Pointing entries:
————

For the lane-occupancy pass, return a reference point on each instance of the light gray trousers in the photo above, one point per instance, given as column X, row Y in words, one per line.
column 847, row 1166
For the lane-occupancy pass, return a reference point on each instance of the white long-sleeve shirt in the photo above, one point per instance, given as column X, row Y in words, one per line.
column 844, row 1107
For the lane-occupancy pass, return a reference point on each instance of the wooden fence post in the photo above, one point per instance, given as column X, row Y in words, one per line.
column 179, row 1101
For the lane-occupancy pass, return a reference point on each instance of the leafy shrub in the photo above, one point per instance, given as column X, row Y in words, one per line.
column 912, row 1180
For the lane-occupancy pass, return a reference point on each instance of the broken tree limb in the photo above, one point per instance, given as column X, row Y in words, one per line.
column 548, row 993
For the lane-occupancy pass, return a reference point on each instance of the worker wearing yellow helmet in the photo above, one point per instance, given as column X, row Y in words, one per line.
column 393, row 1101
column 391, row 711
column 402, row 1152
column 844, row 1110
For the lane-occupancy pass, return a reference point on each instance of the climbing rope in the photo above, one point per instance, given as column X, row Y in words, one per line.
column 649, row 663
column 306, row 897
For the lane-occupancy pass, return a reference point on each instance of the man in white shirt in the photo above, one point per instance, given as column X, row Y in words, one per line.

————

▸ Objective
Could you arrange every line of the entries above as a JSON list of strings, one string per line, with blank lines left out?

▸ Final result
[
  "For the lane-occupancy pass, return a reference point on each instance of the light gray trousers in the photo above, one point per instance, given as column X, row Y in words, one per line.",
  "column 847, row 1166",
  "For the lane-occupancy pass, return a reference point on each instance of the white long-sleeve shirt in the photo above, one point per instance, given as column X, row Y in words, one per line.",
  "column 844, row 1107",
  "For the lane-occupancy pass, return a reference point on each instance of the wooden fence post in the photo above, one point per instance, given as column X, row Y in words, one per line.",
  "column 179, row 1101",
  "For the lane-occupancy pass, return a reference point on each instance of the leafy shrub in the photo above, one point per instance, given as column X, row Y in words, one per line.",
  "column 912, row 1180",
  "For the lane-occupancy pass, return a reference point on each instance of the broken tree limb in the photo above, one point per instance, given as column X, row Y in words, one per line.",
  "column 548, row 993",
  "For the lane-occupancy pass, return a reference point on each instance of the worker wearing yellow helmet in the photo above, one point per instance, given as column X, row Y in words, one per line.",
  "column 393, row 1101",
  "column 391, row 711",
  "column 402, row 1152",
  "column 844, row 1110",
  "For the lane-occupancy pass, return a reference point on each instance of the climbing rope in the photo above, one point per instance, given as column X, row Y in words, one per line.",
  "column 649, row 663",
  "column 306, row 897",
  "For the lane-occupancy pass, return a reference point on each instance of the man in white shirt in the photo above, one point per instance, given as column X, row Y in words, one per line."
]